This editorial in Survey of Ophthalmology argues for abandoning corticosteroid trials for undiagnosed orbital inflammation in favor of a rigorous clinical, radiological and pathological workup.
Since 1985, the diagnostic standard for orbital inflammation has been administration of a short, high-dose course of corticosteroid to reveal whether the patient is suffering from idiopathic orbital inflammation (IOI) or a separate condition. The issue at hand is that many diseases present with orbital inflammation, and many will respond, at least initially, to corticosteroids.
Of particular concern is the test’s inability to differentiate lymphoma and lymphoid hyperplasia from benign conditions, as they induce apoptosis in lymphocytic lesions causing a temporary clinical improvement in malignant disease. False diagnosis of IOI using this method has also been reported for cases of metastatic disease, epithelial lesions of the lacrimal gland, fungal infections, granulomatosis with polyangiitis (GPA), and sarcoidosis.
Furthermore, some cases of biopsy-confirmed IOI subtypes do not even respond to corticosteroids. Recent studies found that 21% of patients with idiopathic dacryoadenitis and 45% of patients with sclerosing IOI are unresponsive to the high corticosteroid doses.
However, the authors assert that therapeutic administration of corticosteroids is still of great benefit in many situations. Prompt corticosteroids may save vision in IOI lesions associated with optic neuropathy and provide relief for severe idiopathic orbital myositis. Yet in such cases it is important to remember that a clinical response is not diagnostic, and the next steps should involve a thorough examination for other diseases.
After clinical examination, radiological investigation should be considered. Unfortunately, imaging will typically only narrow the suspect pool rather than provide diagnosis.
The authors believe that pathological analysis is critical for elucidating the etiological agent in the context of the previous findings. Histological analysis can quickly rule out many conditions, for example, IOI, Immunoglobulin G4-related disease (IgG4-RD) and GPA are distinctive to malignancies and lymphoproliferative disorders even with macroscopic examination. In addition, features such as granulomas or vasculitis and tissue necrosis may point to sarcoidosis or GPA, respectively.
Orbital tissue samples can now be obtained with minimally invasive procedures, though open surgical biopsy is still preferable to needle aspiration as it retrieves more tissue. Whichever method is used, the physician should take samples from multiple parts of the lesion.
Though exceptions remain for lesions on the orbital apex or on optic nerve (as obtaining a biopsy in those locations has high risk of morbidity), the authors maintain that corticosteroid trials for undiagnosed orbital inflammation are too weak to identify a diagnosis in orbital inflammation.

▶ **Activities**
[a] Retype the editorial from "Of particular concern" to "high corticosteroid doses.".
[b] In the editorial, what percentage of patients with sclerosing IOI are reported to be unresponsive to high corticosteroid doses?

▶ **Material supplied**
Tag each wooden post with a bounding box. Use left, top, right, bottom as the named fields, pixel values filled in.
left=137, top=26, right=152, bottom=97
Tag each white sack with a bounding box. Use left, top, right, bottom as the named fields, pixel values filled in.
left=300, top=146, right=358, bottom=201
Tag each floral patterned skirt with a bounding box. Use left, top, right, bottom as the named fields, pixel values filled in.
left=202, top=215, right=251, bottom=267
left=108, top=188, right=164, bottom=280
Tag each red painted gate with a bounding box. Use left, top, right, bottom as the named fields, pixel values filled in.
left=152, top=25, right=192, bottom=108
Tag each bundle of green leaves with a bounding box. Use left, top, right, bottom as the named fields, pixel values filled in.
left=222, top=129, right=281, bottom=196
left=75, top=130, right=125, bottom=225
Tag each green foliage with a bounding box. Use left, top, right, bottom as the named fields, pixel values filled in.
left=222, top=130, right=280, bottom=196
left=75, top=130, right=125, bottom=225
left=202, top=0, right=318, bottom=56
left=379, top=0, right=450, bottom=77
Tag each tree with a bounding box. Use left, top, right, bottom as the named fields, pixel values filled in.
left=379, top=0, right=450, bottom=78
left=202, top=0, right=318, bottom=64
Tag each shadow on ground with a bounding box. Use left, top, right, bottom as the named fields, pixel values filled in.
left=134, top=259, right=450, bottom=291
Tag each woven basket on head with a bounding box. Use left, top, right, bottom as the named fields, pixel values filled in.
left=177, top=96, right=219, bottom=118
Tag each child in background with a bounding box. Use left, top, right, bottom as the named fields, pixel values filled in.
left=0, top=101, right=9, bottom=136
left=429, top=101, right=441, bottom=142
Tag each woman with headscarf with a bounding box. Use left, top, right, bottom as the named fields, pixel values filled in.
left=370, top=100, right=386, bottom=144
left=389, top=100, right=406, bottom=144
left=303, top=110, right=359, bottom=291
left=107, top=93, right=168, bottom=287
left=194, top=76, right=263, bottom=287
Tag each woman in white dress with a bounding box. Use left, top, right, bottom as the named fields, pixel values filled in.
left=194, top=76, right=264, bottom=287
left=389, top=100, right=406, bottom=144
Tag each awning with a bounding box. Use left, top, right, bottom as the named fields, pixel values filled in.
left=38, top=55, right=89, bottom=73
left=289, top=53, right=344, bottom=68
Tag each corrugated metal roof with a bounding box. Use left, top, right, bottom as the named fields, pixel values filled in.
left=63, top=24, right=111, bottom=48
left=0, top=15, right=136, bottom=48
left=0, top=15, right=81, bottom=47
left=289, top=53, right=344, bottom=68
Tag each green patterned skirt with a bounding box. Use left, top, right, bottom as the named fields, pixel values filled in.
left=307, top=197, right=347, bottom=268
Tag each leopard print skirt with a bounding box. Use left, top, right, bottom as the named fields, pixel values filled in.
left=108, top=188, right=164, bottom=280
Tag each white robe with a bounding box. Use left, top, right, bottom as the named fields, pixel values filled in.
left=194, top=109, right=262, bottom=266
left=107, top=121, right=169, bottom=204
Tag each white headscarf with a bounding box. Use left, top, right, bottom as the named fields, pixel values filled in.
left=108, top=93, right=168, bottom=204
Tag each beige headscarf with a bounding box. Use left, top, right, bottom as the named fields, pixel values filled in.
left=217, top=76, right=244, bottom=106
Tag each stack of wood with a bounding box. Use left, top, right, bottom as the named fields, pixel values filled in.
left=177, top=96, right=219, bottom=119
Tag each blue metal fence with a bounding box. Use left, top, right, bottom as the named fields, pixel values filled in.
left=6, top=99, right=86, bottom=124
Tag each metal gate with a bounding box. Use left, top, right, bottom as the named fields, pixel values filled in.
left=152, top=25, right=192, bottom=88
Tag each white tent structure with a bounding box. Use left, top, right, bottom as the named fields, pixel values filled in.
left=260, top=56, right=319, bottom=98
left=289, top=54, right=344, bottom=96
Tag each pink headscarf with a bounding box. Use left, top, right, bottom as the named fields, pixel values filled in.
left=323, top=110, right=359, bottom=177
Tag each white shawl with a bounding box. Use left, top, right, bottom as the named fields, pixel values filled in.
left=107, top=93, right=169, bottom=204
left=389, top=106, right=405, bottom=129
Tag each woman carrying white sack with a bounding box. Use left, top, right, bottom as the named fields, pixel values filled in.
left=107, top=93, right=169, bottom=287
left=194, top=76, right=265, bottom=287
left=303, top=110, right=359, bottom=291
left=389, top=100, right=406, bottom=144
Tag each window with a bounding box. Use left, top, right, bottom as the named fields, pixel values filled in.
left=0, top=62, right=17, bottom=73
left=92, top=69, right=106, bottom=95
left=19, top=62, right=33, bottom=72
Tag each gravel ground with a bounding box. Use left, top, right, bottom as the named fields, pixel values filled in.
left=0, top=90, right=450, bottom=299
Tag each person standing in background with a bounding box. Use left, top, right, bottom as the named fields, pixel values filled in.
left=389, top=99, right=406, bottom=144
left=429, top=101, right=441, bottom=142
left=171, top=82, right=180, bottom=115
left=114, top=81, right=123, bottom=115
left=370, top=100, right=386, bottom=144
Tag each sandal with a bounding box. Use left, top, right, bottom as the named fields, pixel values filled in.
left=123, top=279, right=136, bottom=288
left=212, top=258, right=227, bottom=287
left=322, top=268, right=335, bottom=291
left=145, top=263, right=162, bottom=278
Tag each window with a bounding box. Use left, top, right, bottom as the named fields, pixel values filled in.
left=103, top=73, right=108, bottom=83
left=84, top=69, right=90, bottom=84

▶ **Responses for each task**
[a]
Of particular concern is the test’s inability to differentiate lymphoma and lymphoid hyperplasia from benign conditions, as they induce apoptosis in lymphocytic lesions causing a temporary clinical improvement in malignant disease. False diagnosis of IOI using this method has also been reported for cases of metastatic disease, epithelial lesions of the lacrimal gland, fungal infections, granulomatosis with polyangiitis (GPA), and sarcoidosis.
Furthermore, some cases of biopsy-confirmed IOI subtypes do not even respond to corticosteroids. Recent studies found that 21% of patients with idiopathic dacryoadenitis and 45% of patients with sclerosing IOI are unresponsive to the high corticosteroid doses.

[b] 45%